Task to carry out: Images aside, return all the entries exactly.

Material for this task:
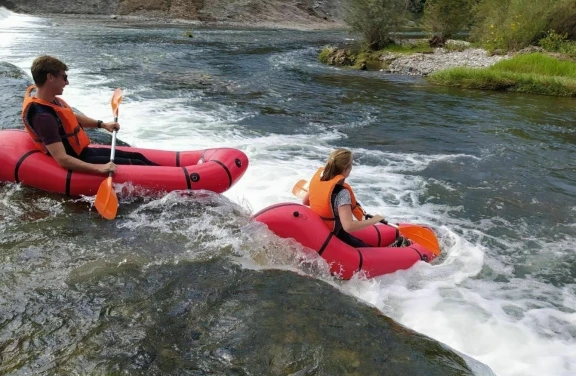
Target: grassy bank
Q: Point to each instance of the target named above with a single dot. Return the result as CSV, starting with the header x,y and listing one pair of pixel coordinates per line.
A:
x,y
531,73
363,58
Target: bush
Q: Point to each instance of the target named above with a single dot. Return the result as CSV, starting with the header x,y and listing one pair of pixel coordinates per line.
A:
x,y
512,24
375,19
555,42
528,73
515,24
443,18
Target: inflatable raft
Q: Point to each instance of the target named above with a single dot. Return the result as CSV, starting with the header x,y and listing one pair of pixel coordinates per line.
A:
x,y
292,220
214,170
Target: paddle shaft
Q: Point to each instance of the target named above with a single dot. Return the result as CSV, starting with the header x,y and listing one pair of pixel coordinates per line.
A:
x,y
113,147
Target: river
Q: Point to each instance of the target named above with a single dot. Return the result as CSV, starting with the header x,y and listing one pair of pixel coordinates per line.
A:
x,y
493,173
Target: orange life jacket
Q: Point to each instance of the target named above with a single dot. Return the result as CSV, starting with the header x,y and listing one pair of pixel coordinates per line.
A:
x,y
74,133
320,195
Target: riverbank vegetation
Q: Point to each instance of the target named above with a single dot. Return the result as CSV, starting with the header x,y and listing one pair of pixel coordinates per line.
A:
x,y
528,73
501,27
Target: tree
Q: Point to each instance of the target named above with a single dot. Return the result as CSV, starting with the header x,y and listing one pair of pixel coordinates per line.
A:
x,y
444,18
375,19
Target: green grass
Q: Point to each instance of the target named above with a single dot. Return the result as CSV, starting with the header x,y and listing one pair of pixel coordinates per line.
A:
x,y
360,56
531,73
418,48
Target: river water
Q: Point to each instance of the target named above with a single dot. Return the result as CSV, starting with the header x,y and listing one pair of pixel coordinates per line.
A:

Output for this task:
Target: grassy bank
Q: Point to each instance of the target named above with a single dot. Return the result as CSV, starting with the header x,y and listing one pair of pixel coordinates per line.
A:
x,y
531,73
363,58
Target: bush
Q: Point to each instance of the target named above with a single dot. Return the result as CSV, starting with the header x,y and listing one pair of pixel coordinates per line.
A:
x,y
512,24
375,19
555,42
528,73
515,24
443,18
Target: inflatable raft
Q: Point to each instance of the target named above with a single dot. Return the result as CSV, starting with the header x,y and listing one pair of pixel coordinates per line.
A:
x,y
292,220
214,170
Target: paddle shaft
Q: Point to each instance of the target named above with a single dot. Return the result as CSV, starting with the header x,y and listing one pair of pixel coordinates per line.
A:
x,y
113,147
Target: river
Q: Point to each instance of the target named above with a single dot. Return the result as CSV, starting with the header x,y and listing one pair of pixel coordinates per line.
A:
x,y
493,173
Target: orange life jacket
Q: Point to each instance of the target named above with a single dot. Return the result as CSV, starting with the header x,y and listing one pair of pixel coordinates per line.
A:
x,y
74,133
320,195
Target: riverbank vegetation
Q: Point to each instance of the target named above with a single dot. Return the result as CSV, starting with the header x,y and listing one pair of pixel coordinates per line.
A:
x,y
528,73
501,27
Target: tree
Q: Point to each instance of the target named above with a single dot. Return the result as CSV, starting with the header x,y and listing one pair of pixel coordinates per line.
A:
x,y
444,18
375,19
Target: green grass
Q: Point to each instance of the target named above with a single dot. Return the result as CSV, starting with the header x,y and listing one pair of pixel coordinates per line.
A:
x,y
360,56
531,73
418,48
Target: river water
Q: Point to each instance of the target named above with a single dot. Return the result as CSV, starting with the header x,y and listing one pair of pixel coordinates per line.
A:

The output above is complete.